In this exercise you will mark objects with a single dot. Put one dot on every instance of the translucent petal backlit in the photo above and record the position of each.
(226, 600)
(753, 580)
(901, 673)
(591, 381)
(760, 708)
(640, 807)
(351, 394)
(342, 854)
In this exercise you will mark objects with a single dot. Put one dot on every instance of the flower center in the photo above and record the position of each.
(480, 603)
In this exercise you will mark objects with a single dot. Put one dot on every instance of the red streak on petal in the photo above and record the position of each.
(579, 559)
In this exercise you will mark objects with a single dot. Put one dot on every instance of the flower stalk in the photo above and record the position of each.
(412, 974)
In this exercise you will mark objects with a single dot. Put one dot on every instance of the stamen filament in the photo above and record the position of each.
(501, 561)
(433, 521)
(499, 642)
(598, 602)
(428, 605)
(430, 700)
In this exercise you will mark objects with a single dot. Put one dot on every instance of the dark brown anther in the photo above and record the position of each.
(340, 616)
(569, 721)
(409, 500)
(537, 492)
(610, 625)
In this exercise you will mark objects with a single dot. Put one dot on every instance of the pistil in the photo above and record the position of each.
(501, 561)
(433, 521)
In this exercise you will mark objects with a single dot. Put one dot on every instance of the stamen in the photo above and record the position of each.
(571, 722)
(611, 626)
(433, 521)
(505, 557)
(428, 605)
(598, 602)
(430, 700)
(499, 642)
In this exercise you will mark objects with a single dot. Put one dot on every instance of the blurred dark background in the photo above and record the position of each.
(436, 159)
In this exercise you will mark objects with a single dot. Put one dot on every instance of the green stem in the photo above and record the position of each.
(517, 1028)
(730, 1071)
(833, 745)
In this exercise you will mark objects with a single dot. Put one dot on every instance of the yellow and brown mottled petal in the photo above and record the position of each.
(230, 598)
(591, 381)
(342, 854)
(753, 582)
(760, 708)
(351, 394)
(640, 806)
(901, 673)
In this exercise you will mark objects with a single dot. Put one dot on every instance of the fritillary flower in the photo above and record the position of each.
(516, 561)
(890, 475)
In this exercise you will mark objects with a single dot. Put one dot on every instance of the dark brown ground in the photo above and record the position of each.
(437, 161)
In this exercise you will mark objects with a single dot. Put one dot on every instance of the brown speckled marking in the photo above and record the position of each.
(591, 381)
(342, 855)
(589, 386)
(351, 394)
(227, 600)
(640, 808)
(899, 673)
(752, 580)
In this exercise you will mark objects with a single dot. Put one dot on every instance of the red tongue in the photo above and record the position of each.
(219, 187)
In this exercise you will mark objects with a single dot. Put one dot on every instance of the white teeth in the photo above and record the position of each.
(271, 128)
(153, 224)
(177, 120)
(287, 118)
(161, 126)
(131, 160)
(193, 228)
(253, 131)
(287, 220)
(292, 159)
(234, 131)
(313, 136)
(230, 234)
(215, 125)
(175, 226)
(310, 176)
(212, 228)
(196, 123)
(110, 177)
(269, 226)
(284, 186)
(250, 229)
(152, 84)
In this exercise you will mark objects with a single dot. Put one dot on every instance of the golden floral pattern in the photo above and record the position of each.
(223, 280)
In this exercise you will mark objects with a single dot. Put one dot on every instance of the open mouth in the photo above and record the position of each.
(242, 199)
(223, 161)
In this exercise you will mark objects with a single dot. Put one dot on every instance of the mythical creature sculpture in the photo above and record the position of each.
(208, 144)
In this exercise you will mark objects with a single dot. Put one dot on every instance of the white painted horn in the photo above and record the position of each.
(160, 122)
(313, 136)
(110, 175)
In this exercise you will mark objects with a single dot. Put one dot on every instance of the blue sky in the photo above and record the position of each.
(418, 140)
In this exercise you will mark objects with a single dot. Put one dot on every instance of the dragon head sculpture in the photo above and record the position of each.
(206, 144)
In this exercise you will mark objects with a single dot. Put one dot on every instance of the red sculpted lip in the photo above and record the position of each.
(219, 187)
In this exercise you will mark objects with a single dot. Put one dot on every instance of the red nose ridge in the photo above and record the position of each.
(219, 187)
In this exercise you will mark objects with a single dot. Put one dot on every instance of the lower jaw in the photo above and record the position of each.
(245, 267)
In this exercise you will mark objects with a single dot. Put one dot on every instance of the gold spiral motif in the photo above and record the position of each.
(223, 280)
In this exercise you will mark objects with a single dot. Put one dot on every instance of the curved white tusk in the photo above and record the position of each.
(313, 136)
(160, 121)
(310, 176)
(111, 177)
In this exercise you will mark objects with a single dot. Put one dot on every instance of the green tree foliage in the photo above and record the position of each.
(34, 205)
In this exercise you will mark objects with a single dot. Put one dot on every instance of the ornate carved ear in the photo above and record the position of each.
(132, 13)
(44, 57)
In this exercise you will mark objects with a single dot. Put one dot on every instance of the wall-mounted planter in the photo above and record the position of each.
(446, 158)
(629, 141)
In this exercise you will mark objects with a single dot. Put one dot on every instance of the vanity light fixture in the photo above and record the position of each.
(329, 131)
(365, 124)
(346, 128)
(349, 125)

☆ ☆ ☆ ☆ ☆ ☆ ☆

Reproduce all of the data above, switching each occurrence of "single dot" to "single point" and leaving everything else unchanged.

In this exercise you will mark objects with a single point. Put one dot on every instance of the translucent petal backlit in the photo above and record the position of each.
(226, 600)
(753, 580)
(901, 673)
(591, 381)
(760, 708)
(640, 807)
(351, 394)
(342, 854)
In this exercise you will mark objects with a single point. Put one dot on every instance of the flower center in the photo above and record the position of each.
(480, 603)
In this exercise you will mark objects with a single point. Put one dot on every instance of the red streak on petal in the photo above and record the position of each.
(579, 559)
In this exercise you will mark objects with a single point. Put one dot on every instance of the flower stalk in the photo above and record the position of each.
(412, 974)
In this exercise you will mark objects with a single point. Put one dot on every instance of the stamen filament in the photo above and record the position of each.
(501, 561)
(433, 521)
(499, 642)
(598, 602)
(428, 605)
(430, 700)
In this exercise you will mark objects with a single point. Put one dot on every instance of the dark brown anther in the photo above and record the position of each.
(340, 616)
(569, 721)
(409, 500)
(537, 492)
(610, 625)
In this exercise you will mark objects with a single point. Put one dot on every instance of the pistil in the photo above and record the position of each.
(501, 561)
(433, 521)
In this exercise you will mark objects with a single point. Put one dot on every instance of the stamen in the photo above and record the position of each.
(571, 722)
(611, 626)
(433, 521)
(505, 557)
(428, 605)
(598, 602)
(430, 700)
(499, 642)
In this exercise you will mark objects with a single point. Put one dot on every instance of the blurred dark background in the photo above and record the position of each.
(436, 159)
In this exercise you will mark objects with a single point. Put one dot on every instance of the green stem in the photo above and record the position of each.
(517, 1028)
(730, 1071)
(833, 745)
In this exercise you will mark objects with a single point. Put one dot on every instance of the yellow and brown mottled petal in the photo above and record the position of each.
(230, 598)
(591, 381)
(342, 854)
(753, 582)
(760, 708)
(351, 394)
(640, 806)
(901, 673)
In this exercise you will mark objects with a single point. Put one dot on every instance of the fritillary flower in the photo above and record the position of each.
(516, 561)
(890, 475)
In this exercise you will mark objects with a single point. Put one dot on every instance of the dark brown ground in the photo above and record the position of each.
(437, 161)
In this exercise you will mark objects with a single point. Put one dot on every instance of the brown speckled marking in the photo above and record the position of each.
(591, 381)
(342, 855)
(589, 386)
(351, 394)
(227, 600)
(640, 808)
(899, 673)
(752, 580)
In this exercise you will mark objects with a single point. Put one dot on every instance of the red tongue in the photo above and record the position of each.
(219, 187)
In this exercise you will mark objects with a single point. Put one dot on every instance of the white teeth in the photo above and record the position of each.
(271, 128)
(153, 224)
(177, 120)
(287, 118)
(161, 126)
(131, 160)
(193, 228)
(253, 131)
(287, 220)
(292, 159)
(234, 131)
(313, 136)
(230, 234)
(215, 125)
(175, 226)
(310, 176)
(212, 228)
(196, 123)
(110, 177)
(269, 226)
(284, 186)
(250, 229)
(152, 84)
In this exercise you will mark objects with a single point. Put one dot on every instance of the golden floral pattern in the photo above and record the position of each.
(223, 280)
In this exercise you will mark objects with a single point. Put one dot on every instance of the open mouth in the photo above and record the position of each.
(242, 199)
(223, 161)
In this exercise you will mark objects with a single point. Put one dot on every instance of the mythical creature sculpture in the photo above and record the position of each.
(208, 144)
In this exercise you will mark objects with a single point. Put one dot on every instance of the white painted horn in the photo above and record the position of each.
(160, 122)
(313, 136)
(110, 175)
In this exercise you will mark objects with a single point. Put one dot on every instance of the blue sky in the photo above and record the position of each.
(418, 140)
In this exercise you will mark objects with a single point. Put one dot on every instance of the dragon head sculpture in the photo above and record the position of each.
(206, 144)
In this exercise you will mark objects with a single point. Put one dot on every instance of the red sculpted lip in the photo above and record the position of each.
(219, 187)
In this exercise you will mark objects with a single point. Put one dot on every instance of the red nose ridge in the photo above and record the position of each.
(219, 187)
In this exercise you will mark objects with a single point. Put one dot on every instance of the lower jaw in the photo above and record the position of each.
(245, 267)
In this exercise you will mark objects with a single point. Put one dot on every instance of the gold spiral motif in the photo above and record the position of each.
(223, 280)
In this exercise you will mark objects with a single point. Put one dot on every instance of the curved white tusk in the photo above and record the position of each.
(313, 136)
(160, 121)
(310, 176)
(111, 177)
In this exercise you will mark objects with a single point. Put one dot on every instance of the green tree foliage in the photo above and record the position of each.
(34, 205)
In this exercise you will mark objects with a single point. Put one dot on every instance of the ornate carved ear in the photo above and record the position of each.
(132, 13)
(44, 57)
In this exercise you will mark objects with a single point. Put one dot on every instance of the wall-mounted planter in the photo above and record the position of each.
(446, 158)
(629, 141)
In this exercise you will mark objects with a single point. Put one dot on every instance of the vanity light fixture in the photo above and record the position of each.
(329, 131)
(365, 124)
(346, 128)
(349, 125)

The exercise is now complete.